◆ Stated problem
Lay out the lines of the items below as a JSON list of strings, one string per line with blank lines omitted, covering only the stretch from the line containing "the porch roof" through the last line of the items, inclusive.

Items listed in a dataset

'''

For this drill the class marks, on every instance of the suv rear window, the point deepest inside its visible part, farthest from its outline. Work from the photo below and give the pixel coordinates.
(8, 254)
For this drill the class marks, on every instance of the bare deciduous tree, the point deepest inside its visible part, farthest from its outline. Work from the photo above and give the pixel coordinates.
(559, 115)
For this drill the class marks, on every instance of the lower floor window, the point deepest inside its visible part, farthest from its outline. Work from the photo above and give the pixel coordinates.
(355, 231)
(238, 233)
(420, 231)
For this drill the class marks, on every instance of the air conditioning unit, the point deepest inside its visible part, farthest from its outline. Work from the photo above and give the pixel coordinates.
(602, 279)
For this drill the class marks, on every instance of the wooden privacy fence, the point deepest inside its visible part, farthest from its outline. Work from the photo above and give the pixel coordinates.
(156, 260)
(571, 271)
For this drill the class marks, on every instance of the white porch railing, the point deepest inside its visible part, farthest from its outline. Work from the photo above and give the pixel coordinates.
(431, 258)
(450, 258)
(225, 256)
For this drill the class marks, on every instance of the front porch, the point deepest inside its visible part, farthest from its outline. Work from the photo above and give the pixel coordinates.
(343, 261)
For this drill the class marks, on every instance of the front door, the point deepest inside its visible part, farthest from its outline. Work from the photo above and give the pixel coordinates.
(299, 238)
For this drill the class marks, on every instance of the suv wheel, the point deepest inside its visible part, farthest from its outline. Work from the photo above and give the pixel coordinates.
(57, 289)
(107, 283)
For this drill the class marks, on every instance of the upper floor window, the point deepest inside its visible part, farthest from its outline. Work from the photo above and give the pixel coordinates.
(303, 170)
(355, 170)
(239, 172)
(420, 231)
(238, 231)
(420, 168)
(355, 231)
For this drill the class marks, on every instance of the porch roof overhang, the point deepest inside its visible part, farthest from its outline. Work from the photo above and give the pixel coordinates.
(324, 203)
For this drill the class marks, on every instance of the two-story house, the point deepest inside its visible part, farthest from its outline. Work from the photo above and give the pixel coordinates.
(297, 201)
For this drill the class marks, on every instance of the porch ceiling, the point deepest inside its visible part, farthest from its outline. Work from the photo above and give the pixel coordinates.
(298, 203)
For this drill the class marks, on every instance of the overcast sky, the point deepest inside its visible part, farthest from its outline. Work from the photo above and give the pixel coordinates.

'''

◆ Exercise output
[
  "For this drill the class marks, on every instance of the porch roof overhang, the point deepest inside its visible part, farthest from its outline. Work from the photo above and give the pixel coordinates.",
  "(324, 203)",
  "For this drill the class marks, on every instance of the two-story house, the point deepest inside its visible part, farthest from its outline. Work from the photo above and give the pixel coordinates.",
  "(297, 201)",
  "For this drill the class marks, on every instance of the porch ceiling, the point deepest inside its visible part, farthest from its outline. Work from the photo above and give the pixel coordinates.",
  "(298, 203)",
  "For this drill the class marks, on every instance of the overcast sky, the point deepest inside its visible part, farthest from its outline. Work from the photo above and give the pixel coordinates."
]